TEXT EXTRACT:
BEGIN
Maxwell Anderson

48

Maxwell Anderson : biography

December 15, 1888 – February 28, 1959

The only one of his plays that he himself adapted to the screen was Joan of Lorraine, which became the film Joan of Arc (1948) starring Ingrid Bergman, with a screenplay by Anderson and Andrew Solt. When Bergman and her director changed much of his dialogue to make Joan "a plaster saint" he called her a "big, dumb, goddamn Swede!" Anderson was awarded the Pulitzer Prize in 1933 for his political drama Both Your Houses, and twice received the New York Drama Critics Circle Award, for Winterset, and High Tor.

He enjoyed great commercial success with a series of plays set during the reign of the Tudor family, who ruled England, Wales and Ireland from 1485 until 1603. One play in particular – Anne of the Thousand Days – the story of Henry VIII’s marriage to Anne Boleyn – was a hit on the stage in 1948, but did not reach movie screens for 21 years. It opened on Broadway starring Rex Harrison and Joyce Redman, and, in 1969 became an Oscar-winning movie with Richard Burton and Geneviève Bujold. Margaret Furse won an Oscar for the film’s costume designs.

Another of his Tudor plays, Elizabeth the Queen, was adapted as The Private Lives of Elizabeth and Essex (1939), starring the legendary actress Bette Davis and Errol Flynn. Still another of his plays involving Elizabeth I, Mary of Scotland (1936), was turned into a 1936 film, starring Katharine Hepburn as Mary, Queen of Scots, Fredric March as the Earl of Bothwell, and Florence Eldridge as Elizabeth. The play had been a hit on Broadway starring Helen Hayes in the title role.
END
EXTRACTED ENTRIES:
BEGIN
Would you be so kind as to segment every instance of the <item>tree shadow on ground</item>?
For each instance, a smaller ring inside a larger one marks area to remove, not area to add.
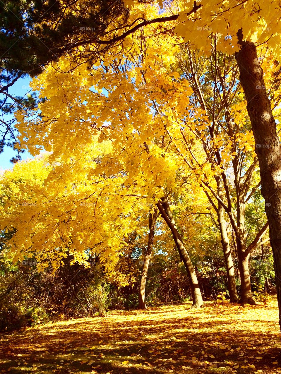
[[[276,304],[210,303],[56,323],[3,334],[1,373],[276,373],[278,318]]]

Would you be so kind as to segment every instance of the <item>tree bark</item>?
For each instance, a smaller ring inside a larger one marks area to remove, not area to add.
[[[226,228],[225,227],[225,221],[223,215],[223,208],[219,203],[218,209],[218,222],[220,232],[223,256],[226,267],[226,273],[227,277],[229,297],[231,303],[236,303],[238,301],[238,299],[237,290],[236,289],[236,283],[235,280],[234,267],[233,266],[233,261],[231,256],[231,251],[229,245],[229,240],[228,239],[226,232]]]
[[[157,206],[161,213],[161,215],[172,232],[173,239],[186,269],[189,283],[191,288],[193,301],[192,307],[199,308],[203,305],[203,303],[197,277],[191,262],[191,260],[188,255],[187,251],[184,245],[181,237],[177,227],[167,197],[164,196],[162,197],[161,200],[158,201]]]
[[[144,260],[143,262],[143,271],[141,273],[140,284],[138,292],[138,308],[139,309],[147,309],[145,302],[146,283],[146,277],[147,276],[147,270],[149,261],[151,257],[152,246],[154,240],[154,230],[157,217],[157,211],[154,209],[153,215],[149,213],[149,232],[148,234],[148,243],[147,248],[144,255]]]
[[[254,44],[237,36],[241,49],[236,53],[240,81],[247,101],[260,166],[262,194],[269,227],[281,329],[281,146],[263,74]]]
[[[222,200],[223,193],[222,182],[220,178],[216,178],[217,186],[218,195]],[[234,267],[233,266],[232,257],[231,255],[231,250],[229,245],[229,240],[226,227],[225,221],[224,214],[224,209],[221,204],[218,202],[217,216],[219,227],[222,245],[223,252],[226,266],[226,274],[227,277],[228,291],[229,297],[231,303],[236,303],[238,301],[238,294],[236,289],[236,282],[235,280]]]

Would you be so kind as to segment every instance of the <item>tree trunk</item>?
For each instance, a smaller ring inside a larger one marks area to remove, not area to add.
[[[242,304],[256,304],[253,298],[251,286],[251,278],[249,271],[249,258],[250,255],[238,257],[239,271],[241,280],[241,297],[239,302]]]
[[[229,292],[230,301],[231,303],[236,303],[238,301],[238,294],[237,294],[237,290],[236,289],[234,267],[233,266],[233,261],[231,256],[229,240],[225,227],[225,221],[223,215],[223,208],[219,203],[218,210],[218,222],[220,232],[223,256],[226,267],[228,291]]]
[[[253,43],[243,41],[242,30],[238,36],[241,49],[236,58],[260,166],[262,194],[265,200],[273,252],[281,329],[281,146],[256,49]]]
[[[177,227],[169,203],[166,196],[162,197],[157,204],[157,207],[163,218],[172,232],[173,238],[183,261],[187,273],[189,283],[191,288],[193,307],[199,308],[203,305],[203,300],[195,270],[191,260],[184,247],[183,240]]]
[[[216,178],[217,186],[218,195],[222,200],[223,193],[222,182],[219,177]],[[238,294],[236,289],[236,283],[235,281],[235,274],[234,267],[231,255],[231,250],[229,245],[229,240],[226,227],[224,215],[224,209],[221,204],[219,202],[218,204],[217,216],[218,222],[220,233],[222,245],[225,258],[226,273],[227,277],[228,291],[231,303],[236,303],[238,301]]]
[[[143,271],[141,273],[140,289],[138,292],[138,308],[139,309],[147,309],[145,302],[146,283],[147,275],[147,270],[149,261],[151,257],[152,246],[154,240],[154,230],[157,217],[157,211],[154,209],[153,215],[149,213],[149,232],[148,234],[148,243],[146,252],[144,255],[144,261],[143,262]]]

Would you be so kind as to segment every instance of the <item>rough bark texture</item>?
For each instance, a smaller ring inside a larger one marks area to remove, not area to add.
[[[151,213],[149,214],[149,232],[148,234],[148,243],[146,251],[144,255],[144,260],[143,262],[143,271],[141,273],[141,278],[138,292],[139,309],[147,309],[145,302],[146,283],[146,277],[147,275],[148,266],[151,257],[152,246],[154,240],[154,230],[157,217],[157,211],[156,209],[155,209],[153,215]]]
[[[199,308],[203,305],[203,300],[201,295],[197,277],[192,265],[191,260],[183,244],[183,240],[178,232],[174,219],[170,209],[169,203],[165,196],[162,197],[158,203],[157,207],[161,215],[172,232],[173,238],[178,248],[181,258],[183,261],[191,288],[193,307]]]
[[[262,193],[265,200],[273,252],[281,328],[281,146],[256,49],[253,43],[243,41],[242,30],[238,36],[241,50],[236,58],[259,164]]]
END
OBJECTIVE: Duplicate the passage of the Maxwell Anderson biography starting with "Maxwell Anderson : biography" and going on through "and High Tor.".

OUTPUT OF THE EXERCISE:
Maxwell Anderson : biography

December 15, 1888 – February 28, 1959

The only one of his plays that he himself adapted to the screen was Joan of Lorraine, which became the film Joan of Arc (1948) starring Ingrid Bergman, with a screenplay by Anderson and Andrew Solt. When Bergman and her director changed much of his dialogue to make Joan "a plaster saint" he called her a "big, dumb, goddamn Swede!" Anderson was awarded the Pulitzer Prize in 1933 for his political drama Both Your Houses, and twice received the New York Drama Critics Circle Award, for Winterset, and High Tor.